■ **TASK STATEMENT**
In the forum thread on international banking in South Africa, what two kinds of account did FNB give travelling-man?

■ **SOURCE EXCERPT**
☆ ☆ ☆
# Questions about International Banking in South Africa



## grizfb75 (Nov 19, 2009)

Hi,

I am moving to South Africa in April. I am currently a USA citizen and have bank accounts in the US. Does anyone have any suggestions about banks to use in South Africa that are good for internatational use? Or are there any international banks that would work well for transfering funds from USA accounts to South African Accounts?

Thanks,

Eric


----------



## BJ100 (Jun 6, 2011)

grizfb75 said:


> Hi,
> 
> I am moving to South Africa in April. I am currently a USA citizen and have bank accounts in the US. Does anyone have any suggestions about banks to use in South Africa that are good for internatational use? Or are there any international banks that would work well for transfering funds from USA accounts to South African Accounts?
> 
> ...


Hi Eric,

Were you able to find the information you needed? I need to transfer a lump sum from the US to South Africa, following which I will need to transfer funds from a South African Bank A/c to a US bank a/c every month. If you (or anyone else on this forum) have any suggestions for how to set this up as inexpensively as possible please let me know.

Thanks!


----------



## travelling-man (Jun 17, 2011)

Until relatively recently, SA banks were about as much use as one legged man at an arse kicking contest when it came to international banking but in the last 2 years or so have got considerably better. 

I use FNB (First National Bank) and they're pretty effecient. They gave me a non residents account AND a residents account so I can have the best of both worlds when it comes to online banking etc.

However, if you plan on sending money from an SA bank to an account overseas, you need to be aware it might be a slowish process because larger amounts need clearance from the reserve bank. 

Hope that helps.


----------



## BJ100 (Jun 6, 2011)

travelling-man said:


> Until relatively recently, SA banks were about as much use as one legged man at an arse kicking contest when it came to international banking but in the last 2 years or so have got considerably better.
> 
> I use FNB (First National Bank) and they're pretty effecient. They gave me a non residents account AND a residents account so I can have the best of both worlds when it comes to online banking etc.
> 
> ...


Thanks T-M, that's the type of info I needed. Will look into FNB.


----------
☆ ☆ ☆
■ **INFORMATION PROVIDED**
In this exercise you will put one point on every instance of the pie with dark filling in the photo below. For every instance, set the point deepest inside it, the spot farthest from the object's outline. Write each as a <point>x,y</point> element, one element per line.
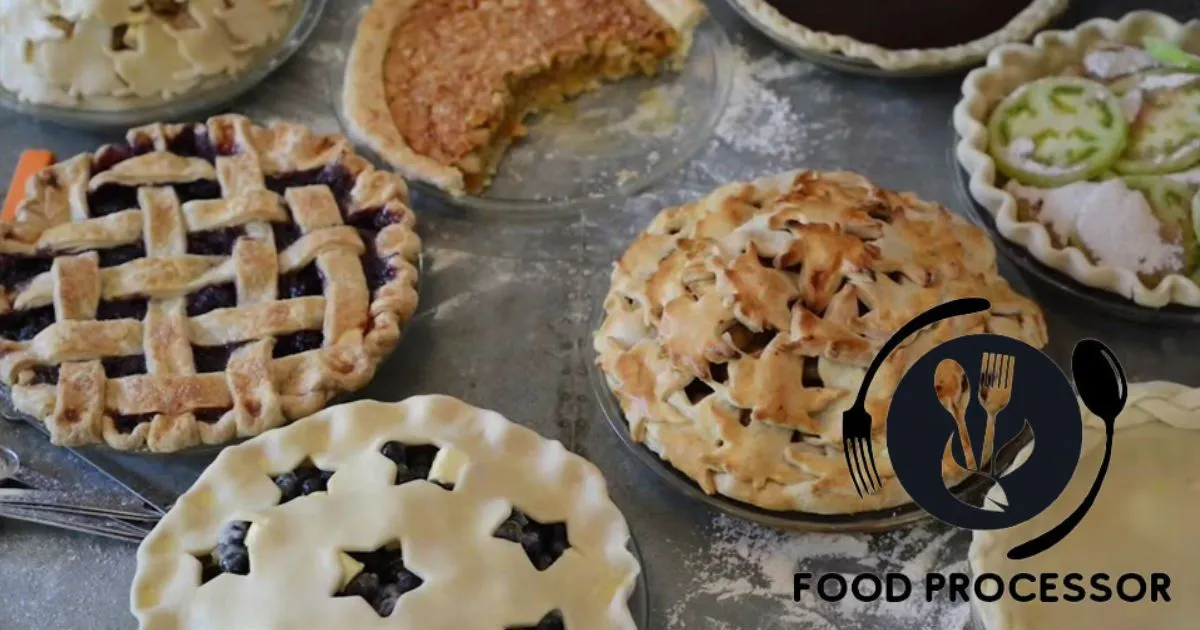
☆ ☆ ☆
■ **REPLY**
A non-residents account and a residents account.